I agree. Having access to a kind of semantic full search engine on basically all textbooks on Earth feels like a superpower. Even better would be if it could pinpoint the exact textbook references it found the answer in.


How will you know if its answers are correct or not?


Because I'm verifying everything by hand, as is the whole point of studying pure mathematics.


How can you verify a proof though? Pure math isn't really about computations, and it can be very hard to spot subtle errors in a proof that an LLM might introduce, especially since they seem better at sounding convincing rather than being right.


The same way I verify my own proofs of textbook exercises: very cautiously. Subtle errors are a feature of the problem domain, not a new novelty.


By using Lean, a proof assistant and a functional programming language.

Here's @tao on mathstodon saying he's learning it.

https://mathstodon.xyz/@tao/111206761117553482


To code proofs in lean, you have to understand the proof very well. It doesn't seem to be very reasonable for someone learning material for the first time.


That's not true at all.

You can literally learn how to write proofs using Lean: https://djvelleman.github.io/HTPIwL/


The examples in this book are extraordinarily simple, and covers material that many proof assistants were designed to be extremely good at expressing. I wouldn't be surprised if a LLM could automate the exercises in this book completely.

**Given information**:
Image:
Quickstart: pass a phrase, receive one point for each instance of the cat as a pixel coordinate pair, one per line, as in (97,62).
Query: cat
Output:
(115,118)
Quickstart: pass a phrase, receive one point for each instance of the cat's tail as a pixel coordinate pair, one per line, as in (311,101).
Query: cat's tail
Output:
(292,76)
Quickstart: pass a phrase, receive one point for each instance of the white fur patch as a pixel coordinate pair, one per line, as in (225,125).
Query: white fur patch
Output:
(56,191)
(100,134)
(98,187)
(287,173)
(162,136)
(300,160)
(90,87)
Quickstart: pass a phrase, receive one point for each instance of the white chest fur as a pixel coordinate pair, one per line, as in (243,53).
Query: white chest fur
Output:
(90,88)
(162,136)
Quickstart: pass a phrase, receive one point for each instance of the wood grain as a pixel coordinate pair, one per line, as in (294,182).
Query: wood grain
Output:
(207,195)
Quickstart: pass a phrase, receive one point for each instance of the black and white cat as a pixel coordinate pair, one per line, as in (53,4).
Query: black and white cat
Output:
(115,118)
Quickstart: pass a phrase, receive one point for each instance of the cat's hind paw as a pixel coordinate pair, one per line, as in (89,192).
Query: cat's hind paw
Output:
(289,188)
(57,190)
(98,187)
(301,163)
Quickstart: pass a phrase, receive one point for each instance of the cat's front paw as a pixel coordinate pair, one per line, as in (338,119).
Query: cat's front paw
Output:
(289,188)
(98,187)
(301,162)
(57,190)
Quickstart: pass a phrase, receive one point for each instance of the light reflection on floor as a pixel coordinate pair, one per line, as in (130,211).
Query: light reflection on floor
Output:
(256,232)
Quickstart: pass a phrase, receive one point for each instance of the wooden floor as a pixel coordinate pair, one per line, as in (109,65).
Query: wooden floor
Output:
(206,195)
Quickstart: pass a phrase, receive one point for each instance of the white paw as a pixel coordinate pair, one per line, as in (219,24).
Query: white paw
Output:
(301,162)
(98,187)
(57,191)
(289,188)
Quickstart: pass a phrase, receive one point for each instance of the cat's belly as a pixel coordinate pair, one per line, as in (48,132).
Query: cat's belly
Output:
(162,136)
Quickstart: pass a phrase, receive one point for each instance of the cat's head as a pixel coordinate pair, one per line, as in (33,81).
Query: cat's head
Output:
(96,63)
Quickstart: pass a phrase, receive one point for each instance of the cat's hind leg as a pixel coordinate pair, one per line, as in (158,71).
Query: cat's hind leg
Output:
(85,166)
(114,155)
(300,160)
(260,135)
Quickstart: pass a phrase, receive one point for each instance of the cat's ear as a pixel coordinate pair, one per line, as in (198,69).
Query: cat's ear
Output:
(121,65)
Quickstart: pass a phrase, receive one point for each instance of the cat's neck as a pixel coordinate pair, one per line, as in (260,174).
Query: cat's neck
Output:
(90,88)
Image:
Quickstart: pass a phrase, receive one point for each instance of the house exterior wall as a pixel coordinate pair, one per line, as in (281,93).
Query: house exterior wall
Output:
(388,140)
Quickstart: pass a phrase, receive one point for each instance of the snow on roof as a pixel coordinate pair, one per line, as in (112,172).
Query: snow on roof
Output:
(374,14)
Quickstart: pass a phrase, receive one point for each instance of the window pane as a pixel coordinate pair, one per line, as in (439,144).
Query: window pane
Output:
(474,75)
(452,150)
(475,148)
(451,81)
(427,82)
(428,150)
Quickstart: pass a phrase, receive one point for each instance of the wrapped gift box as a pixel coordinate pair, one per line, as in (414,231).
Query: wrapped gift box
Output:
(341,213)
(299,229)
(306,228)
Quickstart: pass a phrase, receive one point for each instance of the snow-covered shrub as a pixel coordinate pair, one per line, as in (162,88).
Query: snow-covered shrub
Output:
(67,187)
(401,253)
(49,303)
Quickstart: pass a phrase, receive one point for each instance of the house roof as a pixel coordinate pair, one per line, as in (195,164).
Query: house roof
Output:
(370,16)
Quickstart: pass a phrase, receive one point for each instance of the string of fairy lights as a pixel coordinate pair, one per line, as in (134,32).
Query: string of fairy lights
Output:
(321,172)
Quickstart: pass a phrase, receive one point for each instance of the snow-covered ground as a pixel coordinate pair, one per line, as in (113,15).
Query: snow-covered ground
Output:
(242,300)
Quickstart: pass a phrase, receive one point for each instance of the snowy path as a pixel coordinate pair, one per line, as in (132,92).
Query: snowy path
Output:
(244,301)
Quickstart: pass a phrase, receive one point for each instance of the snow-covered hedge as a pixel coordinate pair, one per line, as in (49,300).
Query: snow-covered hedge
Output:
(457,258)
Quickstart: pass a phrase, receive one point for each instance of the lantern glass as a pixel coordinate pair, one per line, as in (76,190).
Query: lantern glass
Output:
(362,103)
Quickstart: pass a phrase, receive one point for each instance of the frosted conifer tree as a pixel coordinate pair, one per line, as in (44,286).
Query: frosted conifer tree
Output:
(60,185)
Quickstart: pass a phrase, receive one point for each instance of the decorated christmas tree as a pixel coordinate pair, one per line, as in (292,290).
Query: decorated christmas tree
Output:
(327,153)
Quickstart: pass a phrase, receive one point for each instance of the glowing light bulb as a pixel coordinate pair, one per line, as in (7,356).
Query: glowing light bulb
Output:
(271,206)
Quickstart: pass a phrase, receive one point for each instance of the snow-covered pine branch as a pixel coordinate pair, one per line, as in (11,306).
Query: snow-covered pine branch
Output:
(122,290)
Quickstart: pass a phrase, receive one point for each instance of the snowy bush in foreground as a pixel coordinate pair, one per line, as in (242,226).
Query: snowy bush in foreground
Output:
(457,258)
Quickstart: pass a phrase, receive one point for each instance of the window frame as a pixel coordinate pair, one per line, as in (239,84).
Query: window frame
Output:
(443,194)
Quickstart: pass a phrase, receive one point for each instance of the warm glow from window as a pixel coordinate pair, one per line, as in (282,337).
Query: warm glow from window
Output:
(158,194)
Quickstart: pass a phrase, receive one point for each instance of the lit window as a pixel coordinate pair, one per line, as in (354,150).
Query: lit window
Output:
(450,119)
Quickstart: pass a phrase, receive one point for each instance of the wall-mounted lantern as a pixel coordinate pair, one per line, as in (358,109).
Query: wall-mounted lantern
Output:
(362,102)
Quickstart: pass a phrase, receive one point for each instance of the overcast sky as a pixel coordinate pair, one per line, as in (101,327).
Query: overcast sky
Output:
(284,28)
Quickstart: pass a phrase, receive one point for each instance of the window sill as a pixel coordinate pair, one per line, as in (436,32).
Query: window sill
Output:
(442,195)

**Task set**:
[1] Please quote the discussion on checking math proofs from "How will you" up to and including "functional programming language.".
[2] Extend the discussion on checking math proofs by writing what comes after its final comment.
The items have nothing to do with the discussion on checking math proofs.

**Results in order**:
[1]
How will you know if its answers are correct or not?


Because I'm verifying everything by hand, as is the whole point of studying pure mathematics.


How can you verify a proof though? Pure math isn't really about computations, and it can be very hard to spot subtle errors in a proof that an LLM might introduce, especially since they seem better at sounding convincing rather than being right.


The same way I verify my own proofs of textbook exercises: very cautiously. Subtle errors are a feature of the problem domain, not a new novelty.


By using Lean, a proof assistant and a functional programming language.

[2]
Writing nontrivial proofs in a theorem prover is a different beast. In my experience (as someone who writes mechanized mathematical proofs for a living) you need to not only know the proof very well beforehand, but you also need to know the design considerations for all of the steps you are going to use beforehand, and you also need to think about all of the ways your proof is going to be used beforehand. Getting these wrong frequently means redoing a ton of work, because design errors in proof systems are subtle and can remain latent for a long time.


> think about all of the ways your proof is going to be used beforehand

What do you mean by that? I don't know much about theorem provers, but my POV would be that a proof is used to verify a statement. What other uses are there one should consider?


The issue is-- there are lots of way to write down a statement.

One common example is if you're going to internalize or externalize a property of a data structure: eg. represent it with a dependent type, or a property about a non-dependent type. This comes with design tradeoffs: some lemmas might expect internalized representations only, some rewrites might only be usable (eg. no horrifying dependent type errors) with externalized representations. For math in particular, which involves rich hierarchies of data structures, your choice about internalization might can impacts about what structures from your mathematical library you can use, or the level of fragile type coercion magic that needs to happen behind the scenes.


The premise is to have the LLM put up something that might be true, then have lean tell you whether it is true. If you trust lean, you don't need to understand the proof yourself to trust it.


The issue is that a hypothetical answer from a LLM is not even remotely easy to directly put into lean. You might ask the LLM to give you an answer together with a lean formalization, but the issue is that this kind of 'autoformalization' is at present not at at all reliable.


Tao says that isn't the case for all of it and that on massive collaborative projects he's done many nonmathemeticians did sections of them. He says someone who understands it well needs to do the initial proof sketch and key parts but that lots of parts of the proof can be worked on by nonmathemeticians.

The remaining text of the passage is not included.